Copy out the items below, starting at the line that has "Could you spot the white house" and stopping after the line that has "point(29, 26)", with "white cloud" changed to "gray cloud" and nothing else altered.

____

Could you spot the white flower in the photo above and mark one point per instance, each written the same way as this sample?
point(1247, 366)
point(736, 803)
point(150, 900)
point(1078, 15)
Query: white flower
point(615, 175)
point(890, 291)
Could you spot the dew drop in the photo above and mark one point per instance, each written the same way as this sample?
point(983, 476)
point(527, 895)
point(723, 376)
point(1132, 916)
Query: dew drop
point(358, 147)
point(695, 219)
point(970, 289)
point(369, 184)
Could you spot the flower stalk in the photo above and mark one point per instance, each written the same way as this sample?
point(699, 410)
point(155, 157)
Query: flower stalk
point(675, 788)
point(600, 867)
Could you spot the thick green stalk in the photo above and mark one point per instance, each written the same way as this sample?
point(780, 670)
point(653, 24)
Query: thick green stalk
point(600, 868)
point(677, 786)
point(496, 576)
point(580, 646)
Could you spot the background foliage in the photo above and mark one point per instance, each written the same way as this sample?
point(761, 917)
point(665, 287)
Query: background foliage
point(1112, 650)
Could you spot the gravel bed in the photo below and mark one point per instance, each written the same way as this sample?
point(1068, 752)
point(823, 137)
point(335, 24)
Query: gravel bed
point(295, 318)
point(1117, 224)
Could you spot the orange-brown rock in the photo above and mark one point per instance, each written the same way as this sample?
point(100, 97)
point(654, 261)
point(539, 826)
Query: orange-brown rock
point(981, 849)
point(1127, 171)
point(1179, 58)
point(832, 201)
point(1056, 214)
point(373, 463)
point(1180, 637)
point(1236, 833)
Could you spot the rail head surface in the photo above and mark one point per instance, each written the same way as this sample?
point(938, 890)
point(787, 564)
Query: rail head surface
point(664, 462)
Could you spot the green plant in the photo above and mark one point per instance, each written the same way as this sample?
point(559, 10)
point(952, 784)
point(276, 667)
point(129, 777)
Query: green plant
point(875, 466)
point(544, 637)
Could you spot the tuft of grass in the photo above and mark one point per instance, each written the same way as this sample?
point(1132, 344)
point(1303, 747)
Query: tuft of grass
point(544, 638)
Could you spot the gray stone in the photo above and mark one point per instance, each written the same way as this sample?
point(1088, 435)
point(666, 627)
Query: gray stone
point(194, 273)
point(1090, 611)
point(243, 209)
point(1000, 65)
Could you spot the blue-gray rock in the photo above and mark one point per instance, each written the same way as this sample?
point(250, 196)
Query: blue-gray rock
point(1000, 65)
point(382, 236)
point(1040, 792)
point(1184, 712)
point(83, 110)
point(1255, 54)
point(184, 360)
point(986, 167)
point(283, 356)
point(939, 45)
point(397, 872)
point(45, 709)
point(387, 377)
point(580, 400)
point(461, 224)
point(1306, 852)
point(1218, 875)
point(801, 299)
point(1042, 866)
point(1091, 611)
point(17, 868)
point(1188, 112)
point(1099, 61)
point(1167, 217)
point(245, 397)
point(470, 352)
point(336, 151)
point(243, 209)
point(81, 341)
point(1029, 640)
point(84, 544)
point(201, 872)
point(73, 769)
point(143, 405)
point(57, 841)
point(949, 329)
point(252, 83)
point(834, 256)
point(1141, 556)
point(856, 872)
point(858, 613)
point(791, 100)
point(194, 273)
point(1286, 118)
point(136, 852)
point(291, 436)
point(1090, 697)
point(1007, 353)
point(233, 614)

____

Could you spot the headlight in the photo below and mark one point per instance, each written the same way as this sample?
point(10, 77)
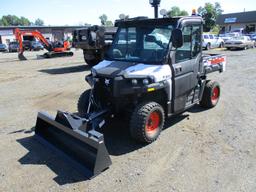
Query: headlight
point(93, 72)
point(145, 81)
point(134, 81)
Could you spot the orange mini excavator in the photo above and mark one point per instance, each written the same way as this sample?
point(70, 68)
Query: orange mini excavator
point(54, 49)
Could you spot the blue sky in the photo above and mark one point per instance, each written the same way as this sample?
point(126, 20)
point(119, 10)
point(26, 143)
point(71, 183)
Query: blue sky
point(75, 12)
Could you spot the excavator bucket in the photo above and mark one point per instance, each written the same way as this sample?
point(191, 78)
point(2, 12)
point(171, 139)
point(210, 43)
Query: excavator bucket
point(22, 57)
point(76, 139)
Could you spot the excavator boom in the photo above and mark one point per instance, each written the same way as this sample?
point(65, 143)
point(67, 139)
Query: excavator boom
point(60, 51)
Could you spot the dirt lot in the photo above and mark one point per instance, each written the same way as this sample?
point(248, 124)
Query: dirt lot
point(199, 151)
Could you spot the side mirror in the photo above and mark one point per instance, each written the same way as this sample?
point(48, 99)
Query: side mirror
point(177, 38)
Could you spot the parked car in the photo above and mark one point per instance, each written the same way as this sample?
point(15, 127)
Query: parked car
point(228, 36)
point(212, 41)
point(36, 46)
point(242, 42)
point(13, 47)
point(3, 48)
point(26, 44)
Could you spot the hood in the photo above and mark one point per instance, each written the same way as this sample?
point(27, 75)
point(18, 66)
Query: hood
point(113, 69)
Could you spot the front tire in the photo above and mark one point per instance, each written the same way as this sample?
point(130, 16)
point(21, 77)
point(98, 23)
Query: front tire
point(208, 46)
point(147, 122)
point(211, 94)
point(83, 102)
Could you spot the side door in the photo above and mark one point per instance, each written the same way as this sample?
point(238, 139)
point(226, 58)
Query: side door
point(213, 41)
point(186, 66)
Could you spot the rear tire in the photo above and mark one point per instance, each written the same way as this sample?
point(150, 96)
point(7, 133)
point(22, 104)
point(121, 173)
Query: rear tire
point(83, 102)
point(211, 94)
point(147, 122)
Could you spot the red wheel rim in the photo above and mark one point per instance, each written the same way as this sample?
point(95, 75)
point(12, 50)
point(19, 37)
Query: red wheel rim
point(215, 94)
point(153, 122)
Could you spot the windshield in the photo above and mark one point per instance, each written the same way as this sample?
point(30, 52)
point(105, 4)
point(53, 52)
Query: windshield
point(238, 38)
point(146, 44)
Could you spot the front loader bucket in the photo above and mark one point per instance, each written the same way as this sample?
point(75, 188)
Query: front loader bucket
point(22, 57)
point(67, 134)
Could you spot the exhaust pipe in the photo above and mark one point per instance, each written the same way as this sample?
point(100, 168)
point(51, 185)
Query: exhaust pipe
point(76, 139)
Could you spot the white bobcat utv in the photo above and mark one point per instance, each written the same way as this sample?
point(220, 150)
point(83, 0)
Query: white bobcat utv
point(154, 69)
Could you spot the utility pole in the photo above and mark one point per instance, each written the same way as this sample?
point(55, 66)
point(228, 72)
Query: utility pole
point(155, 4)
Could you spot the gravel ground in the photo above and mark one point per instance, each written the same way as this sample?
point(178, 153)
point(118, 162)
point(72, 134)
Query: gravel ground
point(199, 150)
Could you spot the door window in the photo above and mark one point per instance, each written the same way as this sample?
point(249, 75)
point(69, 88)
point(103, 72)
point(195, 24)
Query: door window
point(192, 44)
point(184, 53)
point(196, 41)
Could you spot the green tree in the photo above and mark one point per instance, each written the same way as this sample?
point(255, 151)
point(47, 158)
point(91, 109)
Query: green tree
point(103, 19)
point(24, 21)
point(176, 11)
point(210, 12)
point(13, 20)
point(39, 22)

____

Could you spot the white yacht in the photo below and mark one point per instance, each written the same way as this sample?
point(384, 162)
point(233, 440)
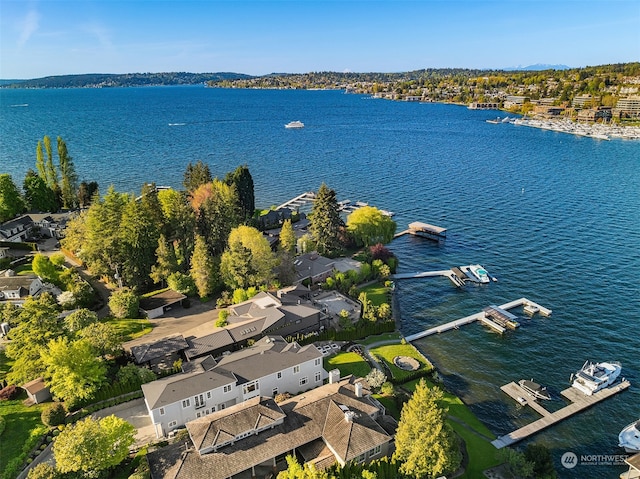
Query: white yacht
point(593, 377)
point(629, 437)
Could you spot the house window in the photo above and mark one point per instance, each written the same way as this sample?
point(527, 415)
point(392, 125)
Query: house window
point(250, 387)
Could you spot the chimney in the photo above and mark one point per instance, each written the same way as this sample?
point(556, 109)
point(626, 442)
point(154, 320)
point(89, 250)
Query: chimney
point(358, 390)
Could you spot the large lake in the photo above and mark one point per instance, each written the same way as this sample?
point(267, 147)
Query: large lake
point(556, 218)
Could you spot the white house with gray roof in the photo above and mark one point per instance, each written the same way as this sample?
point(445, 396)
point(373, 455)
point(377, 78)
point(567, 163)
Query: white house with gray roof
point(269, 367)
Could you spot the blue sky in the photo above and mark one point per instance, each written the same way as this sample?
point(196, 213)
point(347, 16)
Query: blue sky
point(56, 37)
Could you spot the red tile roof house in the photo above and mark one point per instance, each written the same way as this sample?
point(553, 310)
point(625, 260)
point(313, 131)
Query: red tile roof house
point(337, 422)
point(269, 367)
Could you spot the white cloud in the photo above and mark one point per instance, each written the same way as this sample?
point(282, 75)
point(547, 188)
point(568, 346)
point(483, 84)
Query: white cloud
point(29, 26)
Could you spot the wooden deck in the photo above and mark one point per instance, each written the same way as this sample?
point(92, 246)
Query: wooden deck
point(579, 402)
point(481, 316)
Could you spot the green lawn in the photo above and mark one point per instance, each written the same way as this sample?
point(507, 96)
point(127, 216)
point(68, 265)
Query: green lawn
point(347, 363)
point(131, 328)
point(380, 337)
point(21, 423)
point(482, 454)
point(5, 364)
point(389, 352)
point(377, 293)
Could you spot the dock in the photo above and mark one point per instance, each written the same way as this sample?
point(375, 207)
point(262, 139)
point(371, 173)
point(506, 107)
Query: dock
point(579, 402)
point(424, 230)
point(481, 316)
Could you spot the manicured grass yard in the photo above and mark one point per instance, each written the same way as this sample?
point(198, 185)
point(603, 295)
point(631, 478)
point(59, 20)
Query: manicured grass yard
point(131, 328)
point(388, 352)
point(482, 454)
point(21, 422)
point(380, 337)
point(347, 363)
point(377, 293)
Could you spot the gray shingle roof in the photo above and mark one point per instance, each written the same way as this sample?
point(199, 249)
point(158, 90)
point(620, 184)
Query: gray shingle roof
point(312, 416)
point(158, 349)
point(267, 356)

____

**REPLY TO THE EXERCISE**
Could you spot the white house with gray roof in the photo above and mark one point per instance, each written the same way as this sample?
point(445, 396)
point(373, 455)
point(377, 78)
point(567, 163)
Query: white house with gray roof
point(269, 367)
Could you spot the blue sky in the photo above and mark one point per instance, each written the same way as this sample?
point(196, 213)
point(347, 16)
Query: blue sky
point(56, 37)
Could you spot the red tile roof house in the photo above and mark one point per instance, each written the same way as this sample?
point(553, 310)
point(625, 260)
point(313, 131)
Query: red tile roof house
point(337, 422)
point(269, 367)
Could you spot the gray cloud in the photo above and mark one point per instance, each written the same way as this sample?
point(282, 75)
point(547, 188)
point(568, 346)
point(483, 84)
Query: gray cloud
point(29, 26)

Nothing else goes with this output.